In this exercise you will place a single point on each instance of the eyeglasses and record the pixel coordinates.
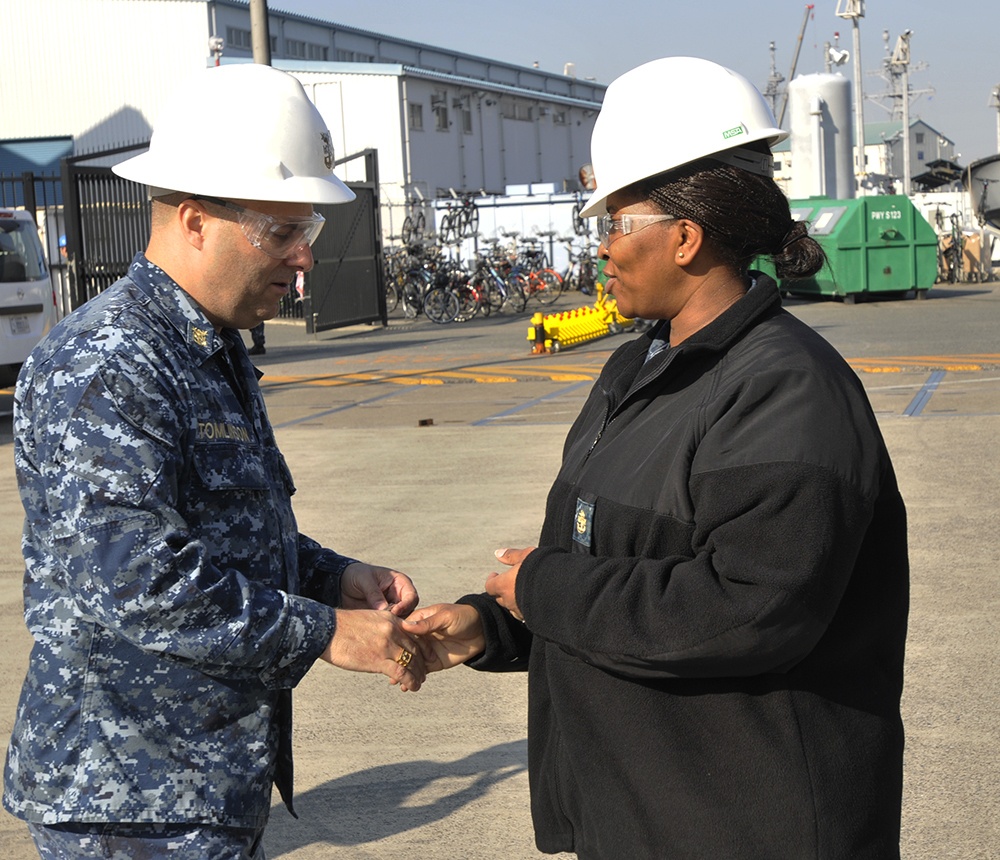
(613, 225)
(275, 237)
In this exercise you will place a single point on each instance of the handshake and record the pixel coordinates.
(404, 643)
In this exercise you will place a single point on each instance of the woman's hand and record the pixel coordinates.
(449, 634)
(501, 586)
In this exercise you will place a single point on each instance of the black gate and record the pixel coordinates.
(346, 286)
(107, 222)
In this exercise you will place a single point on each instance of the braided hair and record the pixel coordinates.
(744, 216)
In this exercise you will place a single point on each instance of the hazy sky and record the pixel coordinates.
(954, 50)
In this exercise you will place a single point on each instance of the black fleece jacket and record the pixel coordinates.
(716, 613)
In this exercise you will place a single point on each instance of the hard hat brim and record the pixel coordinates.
(148, 170)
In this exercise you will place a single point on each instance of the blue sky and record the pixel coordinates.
(955, 48)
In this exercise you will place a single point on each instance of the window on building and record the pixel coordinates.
(416, 116)
(237, 38)
(516, 109)
(439, 104)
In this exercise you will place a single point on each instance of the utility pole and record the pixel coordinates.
(995, 96)
(901, 60)
(774, 81)
(260, 35)
(855, 10)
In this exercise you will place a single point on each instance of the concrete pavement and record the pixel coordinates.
(432, 476)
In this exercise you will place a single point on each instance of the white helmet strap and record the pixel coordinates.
(747, 159)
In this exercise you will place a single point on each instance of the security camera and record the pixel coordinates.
(839, 56)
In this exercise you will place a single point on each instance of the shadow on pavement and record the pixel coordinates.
(384, 801)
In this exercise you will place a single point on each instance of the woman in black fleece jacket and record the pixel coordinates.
(714, 619)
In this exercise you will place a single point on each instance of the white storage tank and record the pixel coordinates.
(821, 141)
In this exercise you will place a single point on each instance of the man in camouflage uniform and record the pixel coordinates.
(173, 603)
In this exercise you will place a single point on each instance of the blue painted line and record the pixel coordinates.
(305, 419)
(924, 395)
(529, 403)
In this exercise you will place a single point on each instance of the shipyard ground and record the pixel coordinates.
(425, 447)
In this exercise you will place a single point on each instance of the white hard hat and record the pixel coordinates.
(669, 112)
(245, 131)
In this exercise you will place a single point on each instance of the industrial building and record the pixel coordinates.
(440, 120)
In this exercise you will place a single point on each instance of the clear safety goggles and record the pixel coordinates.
(622, 225)
(276, 237)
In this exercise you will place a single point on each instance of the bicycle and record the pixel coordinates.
(500, 291)
(460, 220)
(581, 270)
(542, 282)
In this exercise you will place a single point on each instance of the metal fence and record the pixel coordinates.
(93, 222)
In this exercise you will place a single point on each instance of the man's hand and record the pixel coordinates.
(365, 586)
(449, 634)
(373, 641)
(502, 585)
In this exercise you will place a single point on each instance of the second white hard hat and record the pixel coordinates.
(245, 131)
(669, 112)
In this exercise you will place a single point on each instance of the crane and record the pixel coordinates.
(795, 59)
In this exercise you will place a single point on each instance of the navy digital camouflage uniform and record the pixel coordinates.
(173, 602)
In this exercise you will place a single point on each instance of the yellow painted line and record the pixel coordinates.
(346, 379)
(555, 375)
(478, 377)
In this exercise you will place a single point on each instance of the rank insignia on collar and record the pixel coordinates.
(583, 525)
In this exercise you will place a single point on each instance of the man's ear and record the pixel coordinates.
(193, 220)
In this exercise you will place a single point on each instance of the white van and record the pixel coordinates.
(27, 298)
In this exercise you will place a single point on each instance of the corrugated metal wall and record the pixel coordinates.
(96, 70)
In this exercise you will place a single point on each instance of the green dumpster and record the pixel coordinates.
(879, 245)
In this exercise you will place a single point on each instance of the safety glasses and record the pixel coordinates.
(276, 237)
(622, 225)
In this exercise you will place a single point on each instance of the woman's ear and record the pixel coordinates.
(688, 238)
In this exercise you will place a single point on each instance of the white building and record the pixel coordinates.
(84, 76)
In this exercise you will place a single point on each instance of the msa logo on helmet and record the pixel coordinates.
(324, 137)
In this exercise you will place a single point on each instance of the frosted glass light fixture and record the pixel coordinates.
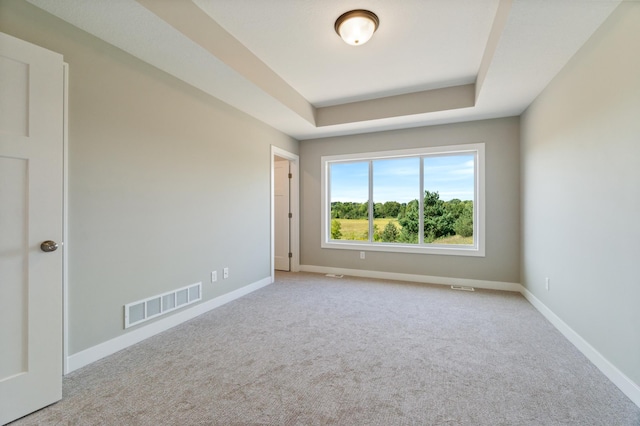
(357, 26)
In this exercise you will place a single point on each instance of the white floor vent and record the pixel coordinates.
(462, 288)
(143, 310)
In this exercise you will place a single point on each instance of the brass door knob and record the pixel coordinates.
(49, 246)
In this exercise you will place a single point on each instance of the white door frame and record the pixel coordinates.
(294, 195)
(65, 226)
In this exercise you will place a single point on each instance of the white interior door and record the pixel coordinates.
(31, 185)
(281, 212)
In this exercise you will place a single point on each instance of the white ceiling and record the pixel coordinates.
(281, 61)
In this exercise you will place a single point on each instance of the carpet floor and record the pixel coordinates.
(313, 350)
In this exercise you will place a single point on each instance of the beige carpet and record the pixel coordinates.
(312, 350)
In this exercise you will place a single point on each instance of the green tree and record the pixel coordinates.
(438, 222)
(335, 229)
(391, 209)
(390, 233)
(463, 226)
(378, 210)
(410, 222)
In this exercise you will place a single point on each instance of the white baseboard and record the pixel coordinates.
(87, 356)
(490, 285)
(625, 384)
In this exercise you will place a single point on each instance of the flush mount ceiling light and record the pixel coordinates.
(356, 26)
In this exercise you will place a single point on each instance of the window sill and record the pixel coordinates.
(432, 249)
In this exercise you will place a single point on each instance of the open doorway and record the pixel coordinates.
(285, 245)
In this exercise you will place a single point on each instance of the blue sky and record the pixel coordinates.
(398, 179)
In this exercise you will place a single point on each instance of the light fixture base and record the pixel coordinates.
(356, 27)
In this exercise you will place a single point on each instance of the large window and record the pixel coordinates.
(427, 200)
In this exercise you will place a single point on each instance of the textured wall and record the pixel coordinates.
(502, 201)
(166, 183)
(580, 186)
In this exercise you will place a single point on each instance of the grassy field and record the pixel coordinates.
(357, 230)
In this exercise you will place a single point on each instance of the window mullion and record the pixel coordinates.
(421, 204)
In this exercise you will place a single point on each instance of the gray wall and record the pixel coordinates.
(166, 183)
(502, 200)
(581, 188)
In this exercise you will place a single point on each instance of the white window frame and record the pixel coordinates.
(478, 247)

# # # # # # #

GOAL -
Copy the data from the line containing "textured wall and record the pixel coordinates." through the end, swapping "grassy field" for "green lawn" and leaving everything else as it stands.

ANSWER -
In this exercise you will place a single point on each instance of the textured wall and record the pixel coordinates.
(502, 201)
(166, 183)
(580, 186)
In this exercise you will place a single point on each instance of the green lawn and record the pixel coordinates.
(357, 230)
In this exercise you will place a single point on each instance of the window mullion and record the pixel coordinates.
(421, 204)
In this exercise you will place a single point on each instance of the gray wall and record the pixel coordinates.
(166, 183)
(502, 200)
(581, 188)
In this exercise you will place a single point on each instance of the white window frame and record the pixel coordinates.
(478, 247)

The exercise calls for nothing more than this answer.